» WHAT YOU ARE ASKED TO DO
Find the line containing "the dolphin dorsal", then output it and every line after it through the end of the listing below, exactly as written.

─── DATA PROVIDED ───

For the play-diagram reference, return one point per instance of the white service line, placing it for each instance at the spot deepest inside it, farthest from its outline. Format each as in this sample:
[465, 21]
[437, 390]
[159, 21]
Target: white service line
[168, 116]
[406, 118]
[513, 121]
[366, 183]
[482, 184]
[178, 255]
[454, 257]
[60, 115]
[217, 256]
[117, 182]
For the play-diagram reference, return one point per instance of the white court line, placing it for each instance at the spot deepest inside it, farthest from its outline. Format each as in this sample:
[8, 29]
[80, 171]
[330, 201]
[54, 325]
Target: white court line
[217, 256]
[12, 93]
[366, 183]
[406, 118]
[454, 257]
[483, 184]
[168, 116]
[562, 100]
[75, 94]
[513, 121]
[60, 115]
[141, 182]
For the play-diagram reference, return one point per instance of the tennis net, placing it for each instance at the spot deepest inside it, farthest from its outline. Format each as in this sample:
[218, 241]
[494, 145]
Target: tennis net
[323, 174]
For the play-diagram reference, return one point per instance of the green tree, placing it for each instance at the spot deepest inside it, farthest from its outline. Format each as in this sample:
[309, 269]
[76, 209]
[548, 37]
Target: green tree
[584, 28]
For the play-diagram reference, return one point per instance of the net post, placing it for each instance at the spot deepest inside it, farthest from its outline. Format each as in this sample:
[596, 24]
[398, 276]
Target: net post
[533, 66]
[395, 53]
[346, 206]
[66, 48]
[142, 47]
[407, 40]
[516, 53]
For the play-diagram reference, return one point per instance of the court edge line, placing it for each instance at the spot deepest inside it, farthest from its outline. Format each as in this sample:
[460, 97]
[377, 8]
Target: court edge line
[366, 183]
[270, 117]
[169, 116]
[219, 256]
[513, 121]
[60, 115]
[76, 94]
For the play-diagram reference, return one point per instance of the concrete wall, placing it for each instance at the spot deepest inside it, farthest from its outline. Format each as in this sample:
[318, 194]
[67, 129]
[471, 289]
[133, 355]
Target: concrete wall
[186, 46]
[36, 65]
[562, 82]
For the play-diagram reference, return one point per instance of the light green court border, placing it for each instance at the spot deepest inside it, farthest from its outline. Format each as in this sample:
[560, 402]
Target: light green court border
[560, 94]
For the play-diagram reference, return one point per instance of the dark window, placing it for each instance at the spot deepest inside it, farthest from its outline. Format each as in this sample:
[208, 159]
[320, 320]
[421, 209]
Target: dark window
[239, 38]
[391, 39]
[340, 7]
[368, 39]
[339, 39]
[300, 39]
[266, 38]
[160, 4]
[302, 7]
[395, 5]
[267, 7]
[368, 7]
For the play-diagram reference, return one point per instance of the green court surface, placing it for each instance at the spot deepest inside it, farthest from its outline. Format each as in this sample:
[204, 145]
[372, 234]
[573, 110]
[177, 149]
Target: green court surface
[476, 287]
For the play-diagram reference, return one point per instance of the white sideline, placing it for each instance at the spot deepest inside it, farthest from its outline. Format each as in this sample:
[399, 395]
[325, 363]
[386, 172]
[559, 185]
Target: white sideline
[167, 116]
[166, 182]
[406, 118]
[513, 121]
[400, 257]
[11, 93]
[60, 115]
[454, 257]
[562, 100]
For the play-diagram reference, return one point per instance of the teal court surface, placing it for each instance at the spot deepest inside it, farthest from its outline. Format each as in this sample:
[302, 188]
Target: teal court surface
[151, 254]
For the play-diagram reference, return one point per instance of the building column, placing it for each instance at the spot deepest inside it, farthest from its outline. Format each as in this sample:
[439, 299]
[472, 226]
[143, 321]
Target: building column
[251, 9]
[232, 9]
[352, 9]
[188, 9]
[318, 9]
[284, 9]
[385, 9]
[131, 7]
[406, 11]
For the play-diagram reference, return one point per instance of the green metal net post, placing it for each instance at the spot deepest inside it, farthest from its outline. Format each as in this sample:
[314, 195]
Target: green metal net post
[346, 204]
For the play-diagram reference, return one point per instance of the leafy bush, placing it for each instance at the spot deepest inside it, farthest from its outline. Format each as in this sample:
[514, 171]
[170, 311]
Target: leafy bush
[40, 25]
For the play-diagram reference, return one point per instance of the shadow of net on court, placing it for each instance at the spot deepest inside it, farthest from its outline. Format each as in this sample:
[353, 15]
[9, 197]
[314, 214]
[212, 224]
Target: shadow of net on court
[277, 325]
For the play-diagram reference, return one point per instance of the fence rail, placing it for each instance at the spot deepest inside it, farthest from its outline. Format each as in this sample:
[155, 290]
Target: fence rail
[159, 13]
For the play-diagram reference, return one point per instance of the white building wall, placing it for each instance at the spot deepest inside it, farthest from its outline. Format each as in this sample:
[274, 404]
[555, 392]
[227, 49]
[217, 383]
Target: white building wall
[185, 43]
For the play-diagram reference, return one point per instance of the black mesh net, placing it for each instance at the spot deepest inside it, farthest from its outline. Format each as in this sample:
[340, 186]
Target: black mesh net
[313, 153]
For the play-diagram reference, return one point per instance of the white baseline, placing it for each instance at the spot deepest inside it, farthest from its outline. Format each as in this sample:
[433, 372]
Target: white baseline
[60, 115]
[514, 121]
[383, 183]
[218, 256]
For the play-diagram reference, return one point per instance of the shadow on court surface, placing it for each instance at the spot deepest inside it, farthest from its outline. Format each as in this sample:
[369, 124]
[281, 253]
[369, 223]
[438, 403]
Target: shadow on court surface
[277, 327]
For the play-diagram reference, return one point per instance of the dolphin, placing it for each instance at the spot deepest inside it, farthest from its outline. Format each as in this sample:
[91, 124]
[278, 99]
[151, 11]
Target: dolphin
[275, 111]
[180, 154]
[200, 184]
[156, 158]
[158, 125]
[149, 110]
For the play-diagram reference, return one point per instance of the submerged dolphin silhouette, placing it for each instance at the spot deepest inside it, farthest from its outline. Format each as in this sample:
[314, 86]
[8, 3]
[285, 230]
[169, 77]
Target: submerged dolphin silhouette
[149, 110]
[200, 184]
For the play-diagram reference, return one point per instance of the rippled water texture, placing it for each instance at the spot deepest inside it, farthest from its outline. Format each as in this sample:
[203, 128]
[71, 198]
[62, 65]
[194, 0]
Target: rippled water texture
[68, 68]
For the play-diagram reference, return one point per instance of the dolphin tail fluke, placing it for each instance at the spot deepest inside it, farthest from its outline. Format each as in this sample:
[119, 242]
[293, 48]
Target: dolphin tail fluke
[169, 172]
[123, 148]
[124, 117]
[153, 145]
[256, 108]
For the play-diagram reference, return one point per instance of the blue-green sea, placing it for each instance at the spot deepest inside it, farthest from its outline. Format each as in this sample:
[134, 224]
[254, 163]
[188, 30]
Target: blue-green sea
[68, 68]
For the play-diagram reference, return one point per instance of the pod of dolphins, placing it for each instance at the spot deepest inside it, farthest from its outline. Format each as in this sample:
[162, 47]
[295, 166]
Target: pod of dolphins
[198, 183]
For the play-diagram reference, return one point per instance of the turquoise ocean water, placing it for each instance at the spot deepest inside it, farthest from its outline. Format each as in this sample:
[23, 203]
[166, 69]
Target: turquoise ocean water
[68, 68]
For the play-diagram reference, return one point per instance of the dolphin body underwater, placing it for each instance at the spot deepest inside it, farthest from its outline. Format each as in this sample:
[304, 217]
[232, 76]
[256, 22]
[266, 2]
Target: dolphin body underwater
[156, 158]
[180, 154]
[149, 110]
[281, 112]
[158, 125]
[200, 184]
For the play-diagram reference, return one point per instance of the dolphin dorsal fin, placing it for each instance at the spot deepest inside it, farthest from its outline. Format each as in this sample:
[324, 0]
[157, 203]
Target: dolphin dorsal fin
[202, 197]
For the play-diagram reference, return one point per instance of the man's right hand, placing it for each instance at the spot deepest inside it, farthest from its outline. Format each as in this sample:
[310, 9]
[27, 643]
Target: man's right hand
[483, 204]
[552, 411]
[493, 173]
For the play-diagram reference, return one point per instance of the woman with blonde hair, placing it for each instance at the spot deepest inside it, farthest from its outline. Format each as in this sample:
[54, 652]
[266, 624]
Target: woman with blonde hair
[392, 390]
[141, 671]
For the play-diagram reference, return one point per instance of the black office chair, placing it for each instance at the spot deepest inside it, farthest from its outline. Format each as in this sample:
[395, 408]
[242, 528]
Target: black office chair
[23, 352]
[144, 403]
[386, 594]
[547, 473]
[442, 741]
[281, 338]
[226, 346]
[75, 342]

───

» EXERCISE OUTPUT
For the play-diagram reference, return one point per instance of the dolphin dorsal fin, placing it for each instance at the spot deepest inside it, farthest from its outline. Format each as in this sample:
[324, 0]
[157, 203]
Target: dolphin dorsal fin
[202, 197]
For the play-diagram reference, return one point per instance of the man's right hand, placing it for each instance at the spot deepest inside it, farthest from its outline. Format each as in this sample:
[310, 9]
[27, 643]
Target: man's right hand
[483, 204]
[552, 411]
[493, 173]
For the play-diagram reference, return one point per instance of the woman with blonde hair, placing it for each instance at the spot deepest inside it, farthest from its outline. Format each as in this sample:
[54, 652]
[266, 624]
Target: woman with blonde hair
[392, 390]
[141, 671]
For the play-diagram reference, return one point per instance of the black office chair, placing it for each instance at the spot deepest inside it, farthest from its outline. Format each as in this sample:
[395, 408]
[242, 528]
Target: black office chair
[23, 352]
[144, 403]
[386, 594]
[547, 473]
[442, 741]
[281, 338]
[226, 346]
[75, 342]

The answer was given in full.